Everything from the line containing "Which region of this screenshot contains the windshield?" to the last line of the records must be returned verbatim; nothing else belongs in the output.
## Start ROWS
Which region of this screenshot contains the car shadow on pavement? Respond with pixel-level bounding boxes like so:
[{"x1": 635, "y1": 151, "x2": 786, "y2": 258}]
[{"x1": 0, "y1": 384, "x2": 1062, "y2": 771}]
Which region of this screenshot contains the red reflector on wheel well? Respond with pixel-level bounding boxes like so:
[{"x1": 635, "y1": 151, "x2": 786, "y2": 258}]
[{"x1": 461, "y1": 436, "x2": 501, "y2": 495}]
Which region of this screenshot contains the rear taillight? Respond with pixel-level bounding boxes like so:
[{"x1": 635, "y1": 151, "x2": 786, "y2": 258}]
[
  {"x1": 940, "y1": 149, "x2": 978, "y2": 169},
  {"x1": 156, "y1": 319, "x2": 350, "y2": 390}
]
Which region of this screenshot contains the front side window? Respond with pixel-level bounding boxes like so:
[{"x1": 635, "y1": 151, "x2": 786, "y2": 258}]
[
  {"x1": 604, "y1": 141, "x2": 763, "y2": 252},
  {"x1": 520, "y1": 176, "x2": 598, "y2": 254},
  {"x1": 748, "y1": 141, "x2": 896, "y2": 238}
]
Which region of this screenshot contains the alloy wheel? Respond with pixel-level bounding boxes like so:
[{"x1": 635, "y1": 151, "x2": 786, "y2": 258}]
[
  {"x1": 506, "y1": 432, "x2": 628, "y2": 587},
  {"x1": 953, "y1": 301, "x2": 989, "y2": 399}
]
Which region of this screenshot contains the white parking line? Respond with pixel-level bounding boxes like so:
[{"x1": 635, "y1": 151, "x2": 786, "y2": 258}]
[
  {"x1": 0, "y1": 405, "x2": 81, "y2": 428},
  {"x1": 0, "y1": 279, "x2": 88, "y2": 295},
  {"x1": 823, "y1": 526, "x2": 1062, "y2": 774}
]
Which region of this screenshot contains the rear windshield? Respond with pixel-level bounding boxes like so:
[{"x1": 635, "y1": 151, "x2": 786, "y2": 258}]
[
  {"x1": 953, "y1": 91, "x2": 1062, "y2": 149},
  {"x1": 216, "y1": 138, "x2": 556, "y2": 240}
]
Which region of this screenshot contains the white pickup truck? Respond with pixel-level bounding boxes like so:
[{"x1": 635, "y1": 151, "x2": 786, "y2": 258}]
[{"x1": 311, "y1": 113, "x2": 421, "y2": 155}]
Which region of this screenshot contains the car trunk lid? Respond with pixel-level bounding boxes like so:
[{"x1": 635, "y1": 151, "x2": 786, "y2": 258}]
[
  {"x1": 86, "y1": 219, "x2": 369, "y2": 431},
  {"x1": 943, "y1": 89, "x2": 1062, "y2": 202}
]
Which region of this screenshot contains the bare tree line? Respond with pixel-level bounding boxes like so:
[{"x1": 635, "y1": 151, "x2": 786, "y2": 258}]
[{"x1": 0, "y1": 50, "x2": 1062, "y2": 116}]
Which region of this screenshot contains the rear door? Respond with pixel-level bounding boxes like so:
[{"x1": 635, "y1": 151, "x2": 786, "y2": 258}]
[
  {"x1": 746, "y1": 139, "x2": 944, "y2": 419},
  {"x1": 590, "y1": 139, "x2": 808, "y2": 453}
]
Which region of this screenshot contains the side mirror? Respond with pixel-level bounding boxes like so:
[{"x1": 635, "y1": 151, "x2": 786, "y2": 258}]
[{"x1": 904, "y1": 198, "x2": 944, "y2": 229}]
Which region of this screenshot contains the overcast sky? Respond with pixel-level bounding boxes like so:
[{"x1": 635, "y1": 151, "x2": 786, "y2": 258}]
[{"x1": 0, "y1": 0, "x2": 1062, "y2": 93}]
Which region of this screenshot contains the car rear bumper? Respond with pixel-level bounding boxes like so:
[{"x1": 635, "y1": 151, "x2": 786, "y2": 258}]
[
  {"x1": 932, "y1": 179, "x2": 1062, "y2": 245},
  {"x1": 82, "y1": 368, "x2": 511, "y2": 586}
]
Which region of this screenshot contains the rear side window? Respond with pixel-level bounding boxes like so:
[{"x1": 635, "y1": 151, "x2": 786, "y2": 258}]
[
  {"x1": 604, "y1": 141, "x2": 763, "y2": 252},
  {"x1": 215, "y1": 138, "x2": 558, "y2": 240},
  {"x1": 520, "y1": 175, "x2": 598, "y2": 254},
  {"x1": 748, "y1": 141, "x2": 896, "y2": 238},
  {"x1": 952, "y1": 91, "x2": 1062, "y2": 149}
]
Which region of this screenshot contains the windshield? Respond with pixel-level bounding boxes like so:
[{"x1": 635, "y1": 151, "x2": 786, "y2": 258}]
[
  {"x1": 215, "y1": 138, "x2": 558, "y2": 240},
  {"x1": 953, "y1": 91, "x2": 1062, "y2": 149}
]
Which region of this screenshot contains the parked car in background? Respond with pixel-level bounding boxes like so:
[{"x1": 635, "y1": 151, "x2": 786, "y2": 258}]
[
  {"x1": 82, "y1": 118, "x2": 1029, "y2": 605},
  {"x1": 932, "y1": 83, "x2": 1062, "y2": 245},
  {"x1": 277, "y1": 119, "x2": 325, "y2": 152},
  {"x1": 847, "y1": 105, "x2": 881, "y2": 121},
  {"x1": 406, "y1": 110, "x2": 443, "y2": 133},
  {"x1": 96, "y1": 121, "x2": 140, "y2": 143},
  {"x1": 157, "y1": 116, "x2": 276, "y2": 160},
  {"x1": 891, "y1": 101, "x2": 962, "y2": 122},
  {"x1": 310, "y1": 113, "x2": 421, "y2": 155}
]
## End ROWS
## FINAL RESULT
Which region of this screenshot contains the windshield? Respond with pixel-level bounding boxes like so:
[{"x1": 635, "y1": 151, "x2": 786, "y2": 258}]
[
  {"x1": 215, "y1": 138, "x2": 558, "y2": 240},
  {"x1": 953, "y1": 91, "x2": 1062, "y2": 149}
]
Which region of this screenshot contains the parked car in background? Respond with pixel-level bounding boxes like so:
[{"x1": 635, "y1": 151, "x2": 786, "y2": 258}]
[
  {"x1": 82, "y1": 118, "x2": 1029, "y2": 605},
  {"x1": 932, "y1": 83, "x2": 1062, "y2": 245},
  {"x1": 277, "y1": 119, "x2": 325, "y2": 152},
  {"x1": 847, "y1": 105, "x2": 881, "y2": 121},
  {"x1": 406, "y1": 110, "x2": 443, "y2": 133},
  {"x1": 96, "y1": 121, "x2": 140, "y2": 143},
  {"x1": 157, "y1": 116, "x2": 276, "y2": 160},
  {"x1": 891, "y1": 101, "x2": 962, "y2": 122},
  {"x1": 310, "y1": 113, "x2": 421, "y2": 155}
]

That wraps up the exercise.